**Aim of the exercise:**
Look through the listing below and report every line that contains "upholstery".
---*---
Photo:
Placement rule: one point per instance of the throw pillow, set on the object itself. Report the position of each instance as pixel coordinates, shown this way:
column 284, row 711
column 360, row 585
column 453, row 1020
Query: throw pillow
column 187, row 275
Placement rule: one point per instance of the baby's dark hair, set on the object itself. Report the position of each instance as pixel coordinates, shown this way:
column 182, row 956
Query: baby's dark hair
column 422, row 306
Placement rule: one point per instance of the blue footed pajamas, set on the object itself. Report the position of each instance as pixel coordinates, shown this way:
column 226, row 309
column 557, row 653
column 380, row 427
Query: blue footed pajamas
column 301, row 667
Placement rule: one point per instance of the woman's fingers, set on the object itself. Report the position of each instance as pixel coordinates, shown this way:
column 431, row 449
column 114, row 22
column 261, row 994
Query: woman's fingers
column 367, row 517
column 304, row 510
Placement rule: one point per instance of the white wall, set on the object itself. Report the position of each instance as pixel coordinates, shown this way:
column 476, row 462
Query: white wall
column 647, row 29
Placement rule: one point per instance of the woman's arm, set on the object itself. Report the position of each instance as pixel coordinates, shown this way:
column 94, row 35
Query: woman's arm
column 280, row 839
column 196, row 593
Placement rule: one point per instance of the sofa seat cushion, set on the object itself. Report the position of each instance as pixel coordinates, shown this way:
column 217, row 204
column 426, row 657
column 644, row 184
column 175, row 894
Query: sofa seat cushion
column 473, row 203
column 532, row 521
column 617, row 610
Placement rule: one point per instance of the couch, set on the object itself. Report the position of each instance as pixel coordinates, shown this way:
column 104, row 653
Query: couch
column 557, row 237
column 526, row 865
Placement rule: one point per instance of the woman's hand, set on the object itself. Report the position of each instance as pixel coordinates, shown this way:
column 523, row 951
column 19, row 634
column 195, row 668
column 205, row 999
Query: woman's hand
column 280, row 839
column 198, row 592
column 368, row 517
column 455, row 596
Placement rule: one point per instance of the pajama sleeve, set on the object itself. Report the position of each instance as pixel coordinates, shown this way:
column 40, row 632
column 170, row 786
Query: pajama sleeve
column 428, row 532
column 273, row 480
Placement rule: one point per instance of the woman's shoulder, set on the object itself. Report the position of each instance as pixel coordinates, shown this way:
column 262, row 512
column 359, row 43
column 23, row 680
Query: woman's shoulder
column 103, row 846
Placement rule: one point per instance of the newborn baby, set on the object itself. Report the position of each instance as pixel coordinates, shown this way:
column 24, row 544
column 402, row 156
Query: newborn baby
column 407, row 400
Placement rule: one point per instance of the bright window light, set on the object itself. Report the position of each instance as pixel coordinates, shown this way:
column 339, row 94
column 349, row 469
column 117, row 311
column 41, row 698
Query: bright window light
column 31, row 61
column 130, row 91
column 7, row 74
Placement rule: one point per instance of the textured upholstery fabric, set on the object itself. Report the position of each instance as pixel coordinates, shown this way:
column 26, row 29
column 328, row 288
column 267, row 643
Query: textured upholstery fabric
---*---
**Task response:**
Placement rule: one point per instance of the textured upholstery fabric, set on the object itself. Report the position of each instance as pixel coordinates, shown this way:
Query: textured upholstery fabric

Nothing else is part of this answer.